In the review of the book on the Sikh diaspora in Vancouver, what method does Nayar use to study three generations of Sikh informants?

BEGIN Provided passage

The Sikh Diaspora in Vancouver: Three Generations Amid Tradition, Modernity, and Multiculturalism

Description

276 pages
Contains Bibliography, Index
$55.00
ISBN 0-8020-8947-X
DDC 305.8'91412'071133

Year

2004

Contributor

Reviewed by Joan A. Lovisek

Joan Lovisek, Ph.D., is a consulting anthropologist and ethnohistorian
in British Columbia.

Review

Since Sikhs make up the largest non-Christian group in the Greater
Vancouver area, it is surprising that a social anthropology of the Sikh
community has not been written until now. Nayar’s ethnographic study
of the Sikh community is timely, given the often-reported community
tensions.

Nayar examines the processes of adaptation and integration through
three generations of Sikh informants by applying the standard method of
ethnographic practice, participant observation. Nayar discovers that
generational differences are the source of much community tension. She
traces the origin of three generations of Sikhs into Greater Vancouver
through five waves of emigration starting in the 1920s and continuing
through to the present through the generation of political refuges after
1984.

END Provided passage
BEGIN Material shown

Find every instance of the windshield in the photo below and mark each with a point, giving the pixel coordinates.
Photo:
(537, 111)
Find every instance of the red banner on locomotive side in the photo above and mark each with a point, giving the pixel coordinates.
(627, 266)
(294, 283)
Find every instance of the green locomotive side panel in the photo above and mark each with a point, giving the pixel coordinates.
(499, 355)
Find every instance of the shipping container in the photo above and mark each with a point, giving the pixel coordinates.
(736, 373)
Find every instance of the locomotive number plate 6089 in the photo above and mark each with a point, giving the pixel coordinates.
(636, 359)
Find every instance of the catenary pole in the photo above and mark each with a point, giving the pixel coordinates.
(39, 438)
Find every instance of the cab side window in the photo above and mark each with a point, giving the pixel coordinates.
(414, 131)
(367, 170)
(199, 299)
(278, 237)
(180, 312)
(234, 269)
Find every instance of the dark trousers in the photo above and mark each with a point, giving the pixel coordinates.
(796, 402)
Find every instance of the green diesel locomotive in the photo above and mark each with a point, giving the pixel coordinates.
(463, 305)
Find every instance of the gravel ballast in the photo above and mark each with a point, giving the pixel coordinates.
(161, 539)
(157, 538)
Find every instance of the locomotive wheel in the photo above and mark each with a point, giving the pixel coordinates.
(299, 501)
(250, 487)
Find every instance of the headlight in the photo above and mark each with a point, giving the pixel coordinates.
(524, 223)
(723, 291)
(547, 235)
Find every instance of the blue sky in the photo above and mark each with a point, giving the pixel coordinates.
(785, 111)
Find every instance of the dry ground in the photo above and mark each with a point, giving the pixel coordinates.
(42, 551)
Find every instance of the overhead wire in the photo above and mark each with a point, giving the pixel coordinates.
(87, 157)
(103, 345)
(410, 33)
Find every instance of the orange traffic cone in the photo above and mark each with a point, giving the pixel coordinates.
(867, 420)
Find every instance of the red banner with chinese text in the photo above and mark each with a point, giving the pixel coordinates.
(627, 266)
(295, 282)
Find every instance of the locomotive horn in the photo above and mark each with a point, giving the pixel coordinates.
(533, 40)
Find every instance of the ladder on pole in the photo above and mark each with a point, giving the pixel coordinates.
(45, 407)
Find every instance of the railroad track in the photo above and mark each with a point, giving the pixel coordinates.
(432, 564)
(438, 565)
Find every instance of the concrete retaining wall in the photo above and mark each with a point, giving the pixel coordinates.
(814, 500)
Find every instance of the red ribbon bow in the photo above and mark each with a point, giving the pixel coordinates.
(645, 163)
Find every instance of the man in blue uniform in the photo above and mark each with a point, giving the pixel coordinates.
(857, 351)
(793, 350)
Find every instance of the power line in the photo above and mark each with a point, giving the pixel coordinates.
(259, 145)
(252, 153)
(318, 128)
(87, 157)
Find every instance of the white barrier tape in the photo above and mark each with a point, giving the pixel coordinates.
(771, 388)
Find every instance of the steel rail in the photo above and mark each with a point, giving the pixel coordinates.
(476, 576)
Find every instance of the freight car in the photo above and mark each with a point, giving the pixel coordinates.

END Material shown

*Result for this task*:
Participant observation, the standard method of ethnographic practice.